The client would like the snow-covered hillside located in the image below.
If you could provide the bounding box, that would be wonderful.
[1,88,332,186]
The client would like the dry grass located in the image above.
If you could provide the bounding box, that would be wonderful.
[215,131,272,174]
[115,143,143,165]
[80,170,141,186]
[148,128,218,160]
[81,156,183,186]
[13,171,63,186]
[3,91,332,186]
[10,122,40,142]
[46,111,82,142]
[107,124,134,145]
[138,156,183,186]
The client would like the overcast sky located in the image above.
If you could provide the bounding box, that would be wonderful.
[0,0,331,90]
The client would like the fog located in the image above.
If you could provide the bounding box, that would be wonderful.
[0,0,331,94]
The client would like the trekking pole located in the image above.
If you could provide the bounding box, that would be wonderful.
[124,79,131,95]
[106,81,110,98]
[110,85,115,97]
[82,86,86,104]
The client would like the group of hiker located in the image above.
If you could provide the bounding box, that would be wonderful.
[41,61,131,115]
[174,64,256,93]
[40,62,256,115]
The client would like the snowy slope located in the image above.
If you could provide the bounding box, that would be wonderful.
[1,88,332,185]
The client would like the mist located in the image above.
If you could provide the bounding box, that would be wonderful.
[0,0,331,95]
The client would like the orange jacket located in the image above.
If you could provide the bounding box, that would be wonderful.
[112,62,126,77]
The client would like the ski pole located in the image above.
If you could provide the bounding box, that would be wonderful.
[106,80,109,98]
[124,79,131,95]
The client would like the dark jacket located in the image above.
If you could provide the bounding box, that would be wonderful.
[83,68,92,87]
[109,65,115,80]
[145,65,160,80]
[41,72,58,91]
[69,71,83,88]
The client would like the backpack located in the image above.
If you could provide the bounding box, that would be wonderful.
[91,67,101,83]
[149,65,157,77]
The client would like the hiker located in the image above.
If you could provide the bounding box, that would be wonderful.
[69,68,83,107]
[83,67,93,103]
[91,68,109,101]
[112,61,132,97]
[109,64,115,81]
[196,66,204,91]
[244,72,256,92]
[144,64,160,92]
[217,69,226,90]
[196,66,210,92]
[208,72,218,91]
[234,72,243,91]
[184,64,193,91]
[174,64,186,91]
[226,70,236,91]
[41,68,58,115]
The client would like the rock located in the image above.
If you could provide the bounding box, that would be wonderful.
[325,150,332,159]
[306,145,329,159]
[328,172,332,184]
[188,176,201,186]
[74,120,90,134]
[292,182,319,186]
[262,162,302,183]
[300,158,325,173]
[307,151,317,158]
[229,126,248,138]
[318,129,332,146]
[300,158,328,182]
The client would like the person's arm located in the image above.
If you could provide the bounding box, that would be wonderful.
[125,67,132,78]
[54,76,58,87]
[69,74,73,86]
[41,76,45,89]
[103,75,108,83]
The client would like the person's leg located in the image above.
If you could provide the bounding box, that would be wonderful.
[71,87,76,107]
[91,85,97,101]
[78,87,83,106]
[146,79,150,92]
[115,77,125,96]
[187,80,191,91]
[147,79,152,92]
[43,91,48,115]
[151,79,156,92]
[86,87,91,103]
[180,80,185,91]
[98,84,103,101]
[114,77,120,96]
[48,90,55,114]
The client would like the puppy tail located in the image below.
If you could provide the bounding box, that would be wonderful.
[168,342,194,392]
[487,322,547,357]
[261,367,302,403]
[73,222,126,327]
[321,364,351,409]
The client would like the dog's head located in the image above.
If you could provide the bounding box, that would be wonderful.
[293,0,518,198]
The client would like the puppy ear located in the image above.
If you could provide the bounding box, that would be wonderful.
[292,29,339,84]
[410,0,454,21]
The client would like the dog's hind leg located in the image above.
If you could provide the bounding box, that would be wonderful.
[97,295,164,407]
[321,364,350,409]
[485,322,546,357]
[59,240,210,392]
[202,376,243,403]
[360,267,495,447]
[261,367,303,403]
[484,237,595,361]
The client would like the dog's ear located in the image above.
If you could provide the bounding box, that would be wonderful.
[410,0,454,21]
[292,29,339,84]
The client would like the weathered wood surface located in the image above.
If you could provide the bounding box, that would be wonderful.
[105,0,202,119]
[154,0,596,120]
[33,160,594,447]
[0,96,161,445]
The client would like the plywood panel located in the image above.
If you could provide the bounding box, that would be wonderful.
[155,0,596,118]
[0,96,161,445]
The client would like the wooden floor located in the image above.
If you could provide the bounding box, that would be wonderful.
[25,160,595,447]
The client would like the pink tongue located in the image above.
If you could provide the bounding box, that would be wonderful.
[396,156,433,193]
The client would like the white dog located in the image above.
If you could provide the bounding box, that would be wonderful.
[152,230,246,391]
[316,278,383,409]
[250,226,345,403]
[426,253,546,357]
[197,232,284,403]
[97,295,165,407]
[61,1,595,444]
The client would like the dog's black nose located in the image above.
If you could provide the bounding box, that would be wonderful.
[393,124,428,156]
----------------
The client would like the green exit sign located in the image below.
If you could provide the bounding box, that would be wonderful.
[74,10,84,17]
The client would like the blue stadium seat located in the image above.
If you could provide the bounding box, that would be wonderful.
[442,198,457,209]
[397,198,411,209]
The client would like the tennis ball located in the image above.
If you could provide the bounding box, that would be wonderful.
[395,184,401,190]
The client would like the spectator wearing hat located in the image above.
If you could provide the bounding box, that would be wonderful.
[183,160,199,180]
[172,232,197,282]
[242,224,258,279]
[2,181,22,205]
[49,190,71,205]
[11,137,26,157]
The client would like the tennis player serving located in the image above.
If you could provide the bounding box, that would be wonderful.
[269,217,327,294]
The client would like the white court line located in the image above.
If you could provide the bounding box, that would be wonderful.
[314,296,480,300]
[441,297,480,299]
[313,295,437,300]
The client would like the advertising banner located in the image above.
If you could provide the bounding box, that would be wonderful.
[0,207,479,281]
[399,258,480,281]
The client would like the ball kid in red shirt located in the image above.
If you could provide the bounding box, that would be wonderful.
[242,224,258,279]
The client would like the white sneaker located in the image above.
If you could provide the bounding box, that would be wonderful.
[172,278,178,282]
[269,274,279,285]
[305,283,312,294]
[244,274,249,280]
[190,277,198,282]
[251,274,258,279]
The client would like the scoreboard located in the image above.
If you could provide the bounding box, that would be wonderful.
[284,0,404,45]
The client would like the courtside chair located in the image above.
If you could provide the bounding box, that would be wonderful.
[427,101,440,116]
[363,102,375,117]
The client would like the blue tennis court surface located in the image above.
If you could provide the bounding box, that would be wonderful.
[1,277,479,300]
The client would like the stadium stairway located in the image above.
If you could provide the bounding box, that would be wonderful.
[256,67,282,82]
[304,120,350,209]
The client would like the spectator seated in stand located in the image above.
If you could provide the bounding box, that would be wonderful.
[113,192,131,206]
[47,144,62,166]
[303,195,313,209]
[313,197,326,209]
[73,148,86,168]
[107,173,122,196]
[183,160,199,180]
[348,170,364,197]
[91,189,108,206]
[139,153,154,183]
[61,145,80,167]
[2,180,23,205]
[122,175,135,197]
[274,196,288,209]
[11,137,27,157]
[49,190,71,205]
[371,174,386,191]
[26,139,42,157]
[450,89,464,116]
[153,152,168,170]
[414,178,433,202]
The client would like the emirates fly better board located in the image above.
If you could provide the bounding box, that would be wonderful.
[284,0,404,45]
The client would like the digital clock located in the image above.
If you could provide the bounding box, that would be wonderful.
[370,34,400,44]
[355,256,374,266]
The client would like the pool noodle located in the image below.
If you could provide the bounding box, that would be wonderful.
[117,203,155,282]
----------------
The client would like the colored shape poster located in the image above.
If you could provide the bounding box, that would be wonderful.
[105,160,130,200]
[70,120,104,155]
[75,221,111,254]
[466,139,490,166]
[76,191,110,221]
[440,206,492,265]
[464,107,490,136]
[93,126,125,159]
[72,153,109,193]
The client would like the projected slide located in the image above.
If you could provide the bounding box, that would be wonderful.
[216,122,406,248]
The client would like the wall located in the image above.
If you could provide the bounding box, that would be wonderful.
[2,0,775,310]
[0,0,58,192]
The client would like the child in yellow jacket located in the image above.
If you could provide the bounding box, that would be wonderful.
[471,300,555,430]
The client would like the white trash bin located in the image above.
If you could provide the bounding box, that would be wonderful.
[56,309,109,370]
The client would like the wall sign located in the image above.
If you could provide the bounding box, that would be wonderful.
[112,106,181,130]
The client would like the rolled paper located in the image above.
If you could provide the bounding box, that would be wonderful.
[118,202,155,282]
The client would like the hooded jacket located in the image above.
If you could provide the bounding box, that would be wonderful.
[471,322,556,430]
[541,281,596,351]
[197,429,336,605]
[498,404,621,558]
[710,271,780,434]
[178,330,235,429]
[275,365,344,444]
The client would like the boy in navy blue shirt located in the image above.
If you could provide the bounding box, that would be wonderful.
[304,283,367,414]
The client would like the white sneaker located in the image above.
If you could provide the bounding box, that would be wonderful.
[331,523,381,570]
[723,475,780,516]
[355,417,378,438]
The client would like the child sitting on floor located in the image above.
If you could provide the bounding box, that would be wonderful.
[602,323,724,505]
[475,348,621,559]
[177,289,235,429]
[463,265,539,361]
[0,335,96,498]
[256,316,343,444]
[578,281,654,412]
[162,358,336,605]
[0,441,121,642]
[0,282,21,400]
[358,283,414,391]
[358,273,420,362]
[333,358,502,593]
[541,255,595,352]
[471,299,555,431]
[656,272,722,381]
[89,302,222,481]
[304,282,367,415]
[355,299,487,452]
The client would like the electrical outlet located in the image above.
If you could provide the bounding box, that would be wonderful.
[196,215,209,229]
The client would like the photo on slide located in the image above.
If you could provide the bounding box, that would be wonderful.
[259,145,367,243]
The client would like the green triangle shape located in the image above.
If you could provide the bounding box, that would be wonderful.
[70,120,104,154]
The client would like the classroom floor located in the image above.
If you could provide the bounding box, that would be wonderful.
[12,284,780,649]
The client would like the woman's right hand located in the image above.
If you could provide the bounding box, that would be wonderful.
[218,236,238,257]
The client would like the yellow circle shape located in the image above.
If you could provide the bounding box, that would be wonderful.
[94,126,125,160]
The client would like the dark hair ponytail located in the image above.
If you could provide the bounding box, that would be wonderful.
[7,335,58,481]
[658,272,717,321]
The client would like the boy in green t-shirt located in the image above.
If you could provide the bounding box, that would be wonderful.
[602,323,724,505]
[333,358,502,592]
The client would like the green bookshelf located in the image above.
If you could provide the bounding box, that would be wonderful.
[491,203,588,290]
----------------
Starting with the line above that holds "The client would like the snow-covered" and stopping with the line that holds "The client would like the dry", reproduce each line exactly, omitting all other lines.

▶ [Solution to this exercise]:
The client would like the snow-covered hillside located in the image below.
If you could provide the bounding box, that would be wonderful.
[1,88,332,186]
The client would like the dry grass located in the image above.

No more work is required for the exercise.